[Stored items]
....

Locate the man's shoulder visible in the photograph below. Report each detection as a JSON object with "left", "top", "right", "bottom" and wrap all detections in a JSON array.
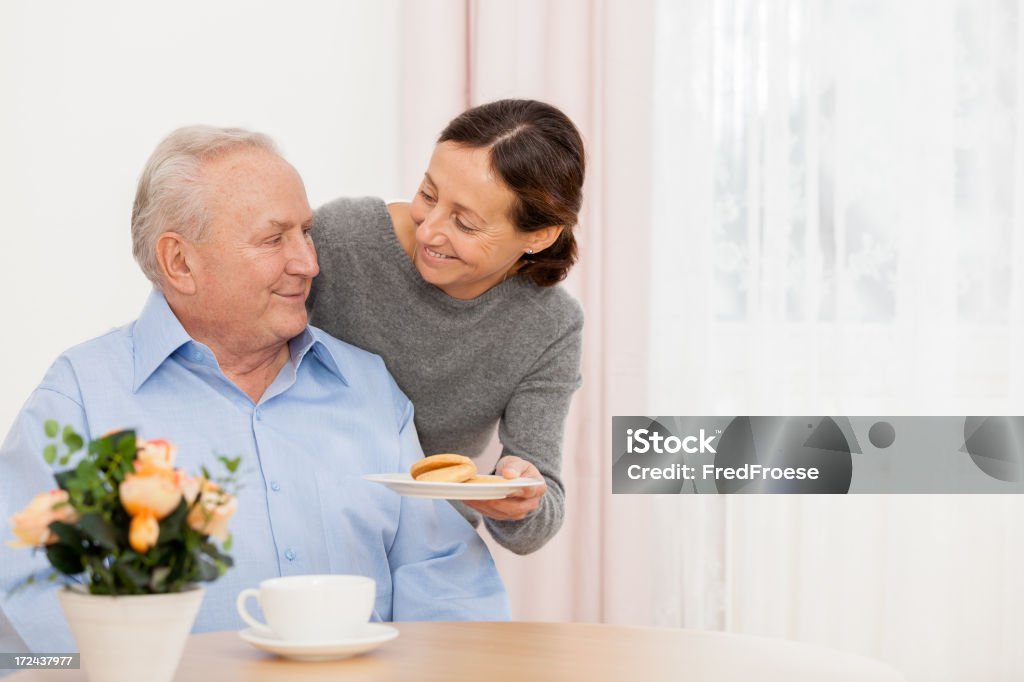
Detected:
[
  {"left": 55, "top": 323, "right": 134, "bottom": 366},
  {"left": 33, "top": 323, "right": 134, "bottom": 398}
]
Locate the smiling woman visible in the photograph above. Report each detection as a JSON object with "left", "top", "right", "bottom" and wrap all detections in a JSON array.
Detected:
[{"left": 309, "top": 100, "right": 585, "bottom": 555}]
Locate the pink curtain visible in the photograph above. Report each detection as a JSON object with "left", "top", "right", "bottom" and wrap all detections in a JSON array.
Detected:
[{"left": 400, "top": 0, "right": 660, "bottom": 624}]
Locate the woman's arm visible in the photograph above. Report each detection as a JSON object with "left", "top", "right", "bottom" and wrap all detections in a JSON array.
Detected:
[{"left": 468, "top": 300, "right": 583, "bottom": 555}]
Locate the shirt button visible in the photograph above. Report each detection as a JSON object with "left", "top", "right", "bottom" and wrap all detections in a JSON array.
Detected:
[
  {"left": 254, "top": 409, "right": 262, "bottom": 421},
  {"left": 270, "top": 480, "right": 281, "bottom": 492},
  {"left": 284, "top": 549, "right": 296, "bottom": 561}
]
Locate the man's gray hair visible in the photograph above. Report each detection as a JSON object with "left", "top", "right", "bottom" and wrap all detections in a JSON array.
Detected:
[{"left": 131, "top": 125, "right": 280, "bottom": 285}]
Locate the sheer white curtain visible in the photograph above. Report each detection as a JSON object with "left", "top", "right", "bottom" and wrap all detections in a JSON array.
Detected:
[
  {"left": 400, "top": 1, "right": 1024, "bottom": 678},
  {"left": 651, "top": 1, "right": 1024, "bottom": 680}
]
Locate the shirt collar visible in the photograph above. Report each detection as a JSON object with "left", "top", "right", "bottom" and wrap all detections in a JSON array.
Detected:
[
  {"left": 132, "top": 290, "right": 348, "bottom": 392},
  {"left": 290, "top": 327, "right": 349, "bottom": 386},
  {"left": 305, "top": 328, "right": 349, "bottom": 386},
  {"left": 132, "top": 290, "right": 193, "bottom": 393}
]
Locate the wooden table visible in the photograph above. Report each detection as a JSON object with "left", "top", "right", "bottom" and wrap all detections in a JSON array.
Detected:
[{"left": 10, "top": 621, "right": 904, "bottom": 681}]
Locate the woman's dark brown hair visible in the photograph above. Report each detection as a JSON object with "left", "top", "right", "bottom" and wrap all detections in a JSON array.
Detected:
[{"left": 438, "top": 99, "right": 585, "bottom": 287}]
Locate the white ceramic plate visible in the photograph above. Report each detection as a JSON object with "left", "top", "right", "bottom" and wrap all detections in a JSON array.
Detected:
[
  {"left": 362, "top": 473, "right": 545, "bottom": 500},
  {"left": 238, "top": 623, "right": 399, "bottom": 662}
]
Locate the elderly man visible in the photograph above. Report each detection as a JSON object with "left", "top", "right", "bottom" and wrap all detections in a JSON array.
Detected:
[{"left": 0, "top": 127, "right": 509, "bottom": 653}]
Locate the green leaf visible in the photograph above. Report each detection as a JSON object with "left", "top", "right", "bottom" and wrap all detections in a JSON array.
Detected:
[
  {"left": 112, "top": 561, "right": 149, "bottom": 593},
  {"left": 200, "top": 466, "right": 211, "bottom": 481},
  {"left": 79, "top": 513, "right": 119, "bottom": 551},
  {"left": 109, "top": 510, "right": 131, "bottom": 547},
  {"left": 54, "top": 470, "right": 75, "bottom": 492},
  {"left": 91, "top": 436, "right": 113, "bottom": 458},
  {"left": 44, "top": 420, "right": 59, "bottom": 438},
  {"left": 149, "top": 566, "right": 172, "bottom": 592},
  {"left": 58, "top": 454, "right": 71, "bottom": 466},
  {"left": 63, "top": 431, "right": 84, "bottom": 455},
  {"left": 116, "top": 433, "right": 137, "bottom": 458},
  {"left": 43, "top": 444, "right": 57, "bottom": 465},
  {"left": 61, "top": 425, "right": 81, "bottom": 449},
  {"left": 86, "top": 557, "right": 116, "bottom": 593},
  {"left": 48, "top": 521, "right": 84, "bottom": 548},
  {"left": 75, "top": 459, "right": 98, "bottom": 482},
  {"left": 218, "top": 455, "right": 241, "bottom": 474},
  {"left": 107, "top": 433, "right": 138, "bottom": 481},
  {"left": 199, "top": 541, "right": 233, "bottom": 567},
  {"left": 46, "top": 544, "right": 84, "bottom": 575},
  {"left": 222, "top": 534, "right": 233, "bottom": 552},
  {"left": 197, "top": 559, "right": 219, "bottom": 582},
  {"left": 158, "top": 500, "right": 188, "bottom": 545}
]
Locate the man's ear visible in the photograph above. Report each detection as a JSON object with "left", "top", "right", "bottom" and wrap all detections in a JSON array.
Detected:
[
  {"left": 526, "top": 225, "right": 564, "bottom": 254},
  {"left": 155, "top": 232, "right": 197, "bottom": 295}
]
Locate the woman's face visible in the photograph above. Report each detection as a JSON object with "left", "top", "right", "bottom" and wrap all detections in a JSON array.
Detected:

....

→ **DIRECTIONS FOR THIS TASK**
Would you show every line in the data above that contains the string "hair"?

→ **PROBLEM SOLUTION**
Locate the man's gray hair visible in the photograph above. Report each detection as a JSON object with "left", "top", "right", "bottom" and wrap all detections in a JSON array.
Locate the woman's dark brown hair visible in the photograph above. Report each detection as a JSON object with "left", "top", "right", "bottom" and wrap all detections in a JSON array.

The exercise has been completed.